Set exercise => Reproduce the lines of the material below, beginning at the line that contains "Task: locate the candle in" and continuing through the end of the material, replacing "dropping" with "placing" and leaving everything else unchanged.

— Begin —

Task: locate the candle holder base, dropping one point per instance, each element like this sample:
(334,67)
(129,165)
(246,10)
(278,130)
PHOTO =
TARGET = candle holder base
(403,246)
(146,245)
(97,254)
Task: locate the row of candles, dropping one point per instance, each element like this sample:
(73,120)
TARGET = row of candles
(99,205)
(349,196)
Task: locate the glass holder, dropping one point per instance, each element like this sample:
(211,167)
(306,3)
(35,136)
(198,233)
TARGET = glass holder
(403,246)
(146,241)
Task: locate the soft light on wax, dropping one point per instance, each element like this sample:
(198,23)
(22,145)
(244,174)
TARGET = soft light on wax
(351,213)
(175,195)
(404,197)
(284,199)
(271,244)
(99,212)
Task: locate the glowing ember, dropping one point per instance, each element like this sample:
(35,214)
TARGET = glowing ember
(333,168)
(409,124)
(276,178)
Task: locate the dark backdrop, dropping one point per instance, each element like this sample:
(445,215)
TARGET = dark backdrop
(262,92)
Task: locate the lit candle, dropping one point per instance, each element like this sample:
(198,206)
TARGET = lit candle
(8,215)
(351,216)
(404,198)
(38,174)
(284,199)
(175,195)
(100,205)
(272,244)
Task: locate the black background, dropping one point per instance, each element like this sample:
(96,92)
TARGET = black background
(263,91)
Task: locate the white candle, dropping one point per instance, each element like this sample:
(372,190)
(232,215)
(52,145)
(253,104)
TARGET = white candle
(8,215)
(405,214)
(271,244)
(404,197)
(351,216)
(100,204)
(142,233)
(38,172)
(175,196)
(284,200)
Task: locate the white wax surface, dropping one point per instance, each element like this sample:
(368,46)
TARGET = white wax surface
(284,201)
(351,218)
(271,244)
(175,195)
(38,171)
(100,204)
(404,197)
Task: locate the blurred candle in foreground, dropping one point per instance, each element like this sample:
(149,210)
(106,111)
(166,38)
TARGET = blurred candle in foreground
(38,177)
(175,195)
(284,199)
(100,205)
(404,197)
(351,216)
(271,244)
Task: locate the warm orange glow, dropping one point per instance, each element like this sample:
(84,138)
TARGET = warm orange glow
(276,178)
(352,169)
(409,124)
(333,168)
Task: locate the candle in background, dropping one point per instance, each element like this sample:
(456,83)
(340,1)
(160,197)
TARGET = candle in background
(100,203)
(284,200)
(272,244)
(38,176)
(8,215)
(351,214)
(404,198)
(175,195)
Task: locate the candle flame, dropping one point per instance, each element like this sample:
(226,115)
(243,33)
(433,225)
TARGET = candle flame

— End —

Solution to this problem =>
Task: locate the candle in background, placing one point per instance, each element like this sample:
(456,83)
(340,1)
(160,197)
TARGET = candle in background
(100,203)
(284,200)
(272,244)
(38,176)
(8,215)
(351,214)
(404,198)
(175,195)
Task: locate the candle flame, placing one point per instance, each element like this sample:
(226,115)
(243,33)
(433,225)
TARGET = candle flame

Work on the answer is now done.